*WORK ORDER*
The output must match the entries below exactly, with pictures removed.

(Records from a data source)
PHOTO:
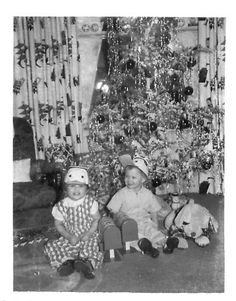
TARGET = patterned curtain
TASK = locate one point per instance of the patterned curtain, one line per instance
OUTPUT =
(47, 80)
(211, 44)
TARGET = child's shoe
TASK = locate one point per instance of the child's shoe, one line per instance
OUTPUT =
(84, 266)
(146, 246)
(67, 268)
(170, 245)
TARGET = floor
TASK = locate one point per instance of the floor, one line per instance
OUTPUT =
(192, 270)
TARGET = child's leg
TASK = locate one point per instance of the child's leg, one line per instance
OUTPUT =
(90, 250)
(59, 251)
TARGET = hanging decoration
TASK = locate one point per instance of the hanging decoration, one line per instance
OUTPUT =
(152, 106)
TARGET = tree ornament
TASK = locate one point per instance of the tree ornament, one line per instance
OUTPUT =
(174, 78)
(200, 122)
(130, 64)
(184, 123)
(119, 139)
(129, 131)
(152, 126)
(177, 95)
(148, 72)
(188, 90)
(192, 62)
(206, 160)
(202, 75)
(100, 118)
(156, 181)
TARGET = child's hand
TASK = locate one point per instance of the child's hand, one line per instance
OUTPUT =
(73, 240)
(86, 236)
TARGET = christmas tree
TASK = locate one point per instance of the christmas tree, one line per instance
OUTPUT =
(143, 107)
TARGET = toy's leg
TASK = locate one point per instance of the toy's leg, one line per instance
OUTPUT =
(170, 245)
(128, 228)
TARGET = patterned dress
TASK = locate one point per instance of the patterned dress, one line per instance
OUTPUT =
(77, 219)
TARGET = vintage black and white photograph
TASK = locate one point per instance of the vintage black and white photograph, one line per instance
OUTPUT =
(118, 153)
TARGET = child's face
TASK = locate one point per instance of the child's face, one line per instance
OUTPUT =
(76, 191)
(133, 178)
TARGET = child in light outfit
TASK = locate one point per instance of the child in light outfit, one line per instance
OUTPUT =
(140, 204)
(76, 219)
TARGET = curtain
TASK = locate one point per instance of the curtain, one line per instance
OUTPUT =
(211, 46)
(46, 85)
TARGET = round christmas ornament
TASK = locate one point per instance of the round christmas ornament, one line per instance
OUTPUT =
(129, 131)
(152, 126)
(206, 161)
(100, 118)
(119, 139)
(200, 122)
(130, 64)
(174, 78)
(184, 123)
(156, 181)
(188, 90)
(178, 96)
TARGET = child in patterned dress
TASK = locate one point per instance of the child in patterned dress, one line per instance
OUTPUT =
(76, 219)
(140, 204)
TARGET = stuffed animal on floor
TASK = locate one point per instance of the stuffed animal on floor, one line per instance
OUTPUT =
(191, 221)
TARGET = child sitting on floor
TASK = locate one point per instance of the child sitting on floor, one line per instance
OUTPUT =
(141, 204)
(76, 219)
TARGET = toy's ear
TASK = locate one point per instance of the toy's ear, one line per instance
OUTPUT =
(191, 202)
(213, 224)
(183, 216)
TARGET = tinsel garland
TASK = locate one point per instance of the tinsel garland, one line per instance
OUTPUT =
(149, 84)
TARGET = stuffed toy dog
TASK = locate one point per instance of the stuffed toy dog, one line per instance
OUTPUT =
(191, 221)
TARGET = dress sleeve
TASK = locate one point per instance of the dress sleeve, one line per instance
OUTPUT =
(57, 214)
(94, 208)
(154, 204)
(115, 203)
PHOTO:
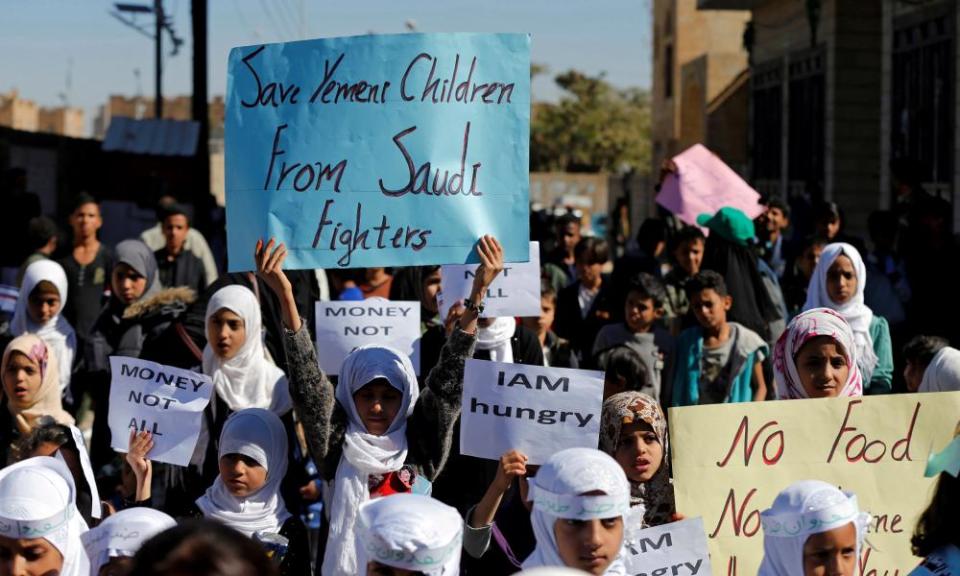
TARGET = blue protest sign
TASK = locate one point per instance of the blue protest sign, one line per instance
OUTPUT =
(379, 150)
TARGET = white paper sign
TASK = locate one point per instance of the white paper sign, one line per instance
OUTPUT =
(165, 401)
(515, 292)
(536, 410)
(677, 549)
(343, 326)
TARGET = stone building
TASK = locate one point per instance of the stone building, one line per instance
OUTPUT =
(699, 81)
(841, 90)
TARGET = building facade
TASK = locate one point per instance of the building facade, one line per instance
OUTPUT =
(699, 81)
(843, 95)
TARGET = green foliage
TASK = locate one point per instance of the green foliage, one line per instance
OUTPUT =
(593, 128)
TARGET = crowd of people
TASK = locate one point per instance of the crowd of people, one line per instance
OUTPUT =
(297, 472)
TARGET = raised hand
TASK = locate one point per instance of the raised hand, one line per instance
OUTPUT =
(491, 263)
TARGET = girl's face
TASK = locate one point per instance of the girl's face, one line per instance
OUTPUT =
(841, 280)
(639, 452)
(831, 553)
(242, 475)
(21, 379)
(29, 557)
(589, 545)
(822, 365)
(378, 404)
(431, 285)
(226, 333)
(43, 304)
(127, 283)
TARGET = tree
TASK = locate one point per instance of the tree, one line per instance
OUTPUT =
(593, 128)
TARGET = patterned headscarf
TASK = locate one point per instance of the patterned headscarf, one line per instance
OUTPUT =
(808, 325)
(655, 495)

*FINISHED EXERCISE*
PHOTO:
TARGET = patterned curtain
TASK = locate one point per instance of the patterned curtain, one line per instance
OUTPUT =
(47, 80)
(211, 44)
TARGET = child's shoe
TASK = locate one point per instance of the child's shoe, one line per instance
OUTPUT =
(84, 266)
(146, 246)
(67, 268)
(170, 245)
TARGET = floor
TASK = locate one point per instance of the floor, one line per instance
OUTPUT =
(192, 270)
TARGET = child's leg
TASK = locate one point per instance of the child's leg, one line per instance
OUTPUT =
(90, 250)
(59, 251)
TARGET = hanging decoration
TASK = locate one point per instance of the hanging decoration, one line per instance
OUTPUT =
(152, 106)
TARGET = tree ornament
TASK = locate one point per instance of the tree ornament, one line per instance
OUTPUT =
(174, 78)
(200, 122)
(130, 64)
(184, 123)
(119, 139)
(129, 131)
(152, 126)
(177, 95)
(148, 72)
(188, 90)
(192, 62)
(206, 160)
(202, 75)
(100, 118)
(156, 181)
TARGET = child's hand
TASK = locate one point per instance of the child's hand, one line per instance
OUTPUT =
(73, 240)
(86, 236)
TARGET = christmas tree
TASK = locate one point per instance of the christmas tree, one line per instance
OUTPUT =
(143, 107)
TARGET = toy's leg
TASK = locate one point per instance of the toy's leg, one line per instance
OUTPUT =
(170, 245)
(128, 228)
TARGET = patterned dress
TASK = locate one point per instance of the patterned dress, one line per instance
OUTPUT =
(77, 219)
TARGET = vintage black and white photograph
TASK = locate one point per instance of the vintage black and white photograph, one line per instance
OUTPUT =
(118, 153)
TARGET = child's face
TASK = locate one point per instance of the child's face, one line per instance
OUTPUT =
(76, 191)
(133, 178)
TARGET = child in light outfit
TASK = locate one point per instance of the child in light outfit, one line per instance
OUTPUT =
(140, 204)
(76, 219)
TARGET = curtain
TASK = locate one point per instance of the curtain, one line per instance
OUTPUT =
(211, 46)
(46, 85)
TARGET = round christmas ornament
TASK = locate one point per instance of the round christmas ornament, one line per instance
OUTPUT =
(129, 131)
(152, 126)
(206, 161)
(100, 118)
(119, 139)
(200, 122)
(130, 64)
(174, 78)
(184, 123)
(156, 181)
(188, 90)
(178, 96)
TARGET = child in patterned dress
TASK = locate one point per instance of the child in patterned dress, one line per instance
OUTPUT =
(76, 219)
(140, 204)
TARGET = stuffed animal on floor
TASK = locate one point per instance of the stuffed animal on floor, one line per instance
OUTPUT =
(191, 221)
TARGET = child sitting on floor
TASK = locate one point per instance of the child sitting on floor, one line per instance
OUTPUT =
(141, 204)
(76, 219)
TARGET = toy's ear
TASK = locate one point per instance of the toy's ear, one line per instance
OUTPUT =
(191, 202)
(213, 224)
(183, 216)
TARGET = tinsel garland
TASK = locate one point per instance of the tinsel garland, one line per instance
OUTPUT =
(149, 84)
TARGET = stuffed toy dog
TASK = locate one point per instance of the stuffed toy dog, one line per instance
OUTPUT =
(191, 221)
TARGET = dress sleeve
TASK = locate one point per instance of the dress sleeve, one line per instance
OUTPUT =
(57, 214)
(94, 208)
(154, 204)
(115, 203)
PHOTO:
TARGET = blue protest sign
TASK = locate one point per instance of the blue protest sign, one line per instance
OUTPUT =
(379, 150)
TARGET = white paper sign
TASK = locate one point per instance of the white paper sign, one line per instance
OUTPUT =
(165, 401)
(515, 292)
(536, 410)
(677, 549)
(343, 326)
TARGET = stone building
TASK = locate one point per instance of the stone building, one line per instance
OUTPUT =
(699, 81)
(841, 90)
TARGET = building facade
TASK = locate one point per instance of the building facade, one line per instance
OUTPUT =
(699, 81)
(843, 95)
TARGET = green foliage
TASK = locate one point per instance of the green foliage, one line per instance
OUTPUT =
(593, 128)
TARGET = crowd of people
TASK = locate one point per instance of the crowd of people, one line per instance
OUTPUT =
(297, 472)
TARGET = raised hand
TASK = locate one point per instance of the raised hand, one line per instance
OUTPUT =
(491, 263)
TARGET = girl's face
TASK = locate one point per instance of the girl's face, one line per instance
OUTPUT =
(841, 280)
(639, 452)
(831, 553)
(242, 475)
(21, 379)
(29, 557)
(589, 545)
(822, 365)
(378, 404)
(431, 285)
(226, 333)
(43, 304)
(127, 283)
TARGET = tree
TASK = locate one point per instance of the tree, one line per instance
OUTPUT =
(593, 128)
TARGET = patterned headscarf
TASK = locate one point per instance of the patterned headscarf, one line per instance
OUTPUT =
(808, 325)
(655, 495)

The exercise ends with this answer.